_Problem to solve_
Update the rows below by changing each "whereabouts" to "location" and leaving everything else unchanged. Omit the pictures.

_Provided data_
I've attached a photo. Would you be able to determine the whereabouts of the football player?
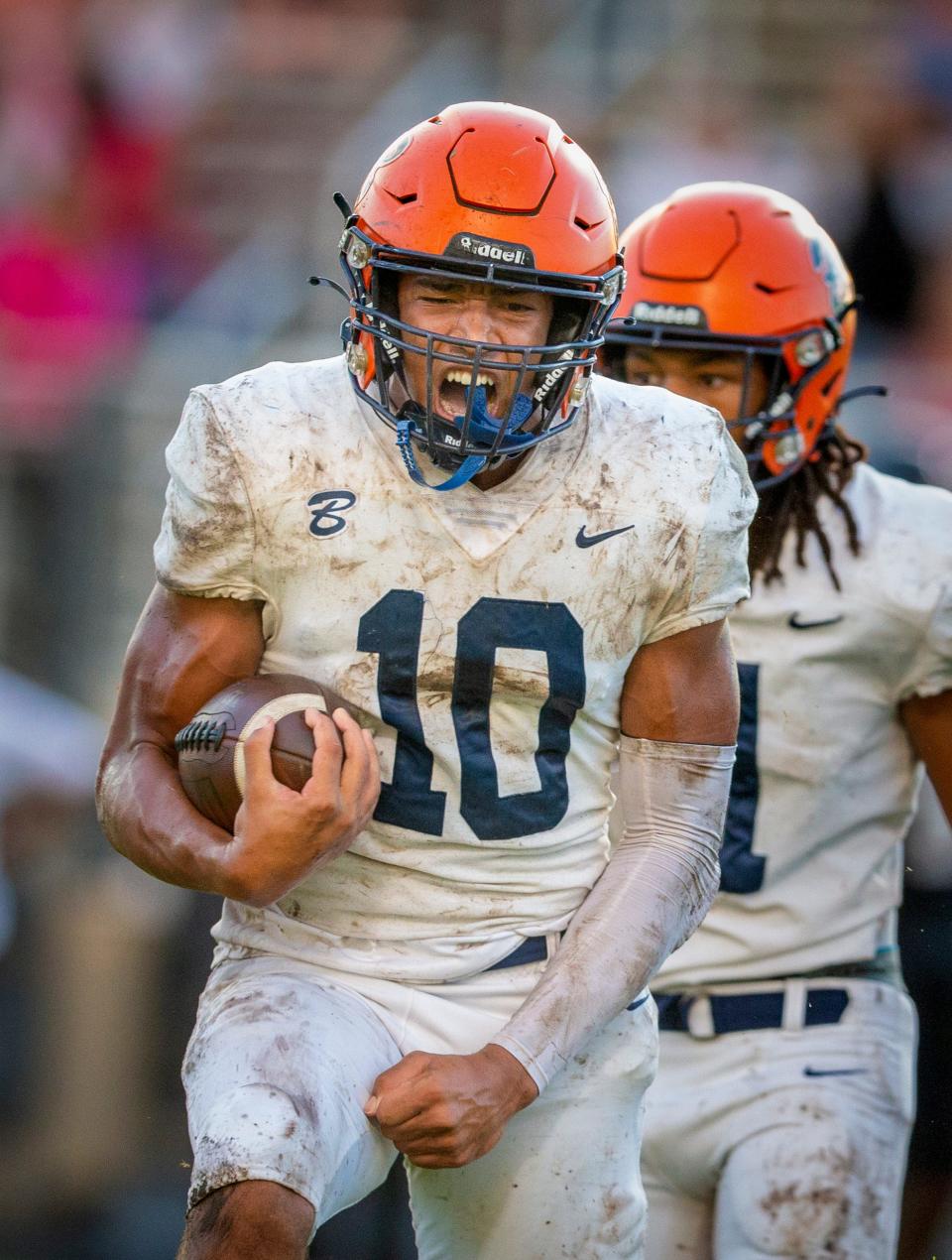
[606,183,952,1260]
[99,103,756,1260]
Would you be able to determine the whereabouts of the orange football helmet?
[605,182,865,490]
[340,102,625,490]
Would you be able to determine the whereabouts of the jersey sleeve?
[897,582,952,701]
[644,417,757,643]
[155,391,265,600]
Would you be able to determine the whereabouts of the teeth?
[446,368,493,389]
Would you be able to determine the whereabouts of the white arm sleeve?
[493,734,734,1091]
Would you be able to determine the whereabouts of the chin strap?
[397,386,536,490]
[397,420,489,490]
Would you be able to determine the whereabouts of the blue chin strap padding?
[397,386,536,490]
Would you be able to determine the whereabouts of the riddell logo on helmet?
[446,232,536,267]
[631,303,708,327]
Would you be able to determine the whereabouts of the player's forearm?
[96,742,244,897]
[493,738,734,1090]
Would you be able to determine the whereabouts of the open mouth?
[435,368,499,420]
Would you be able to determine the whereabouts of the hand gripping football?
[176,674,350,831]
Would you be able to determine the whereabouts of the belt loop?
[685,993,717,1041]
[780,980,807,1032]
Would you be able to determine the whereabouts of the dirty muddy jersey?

_Result of the exercise_
I've attached a photo. Would you be able to determine the location of the football player?
[606,183,952,1260]
[99,103,756,1260]
Would you be able to determine the location of the orange football helmet?
[605,182,865,490]
[340,102,625,490]
Would you be able to determine the location of the jersey sleeve?
[897,582,952,701]
[644,417,757,643]
[155,391,265,600]
Would you be able to determine the location of the teeth?
[446,368,493,389]
Would you be able to determine the location of the white arm sleeve?
[493,734,734,1091]
Would you be able to determine the location of the chin strap?
[397,386,536,490]
[397,420,489,490]
Would you be able to determine the location of the blue chin strap padding?
[397,386,536,490]
Would you be able to determine the location of the riddell logo on helmet?
[446,232,536,267]
[631,303,708,327]
Would you be able to determine the location of the player's forearm?
[96,742,244,897]
[493,738,734,1090]
Would you be able to determine the location of the open mouth?
[435,368,499,420]
Would you be able to determine the location of the hand gripping football?
[176,674,350,831]
Would you be able to determine the location of the belt loop?
[685,993,717,1041]
[780,980,807,1032]
Would you be able to determine the location of the dirty muddy jersey?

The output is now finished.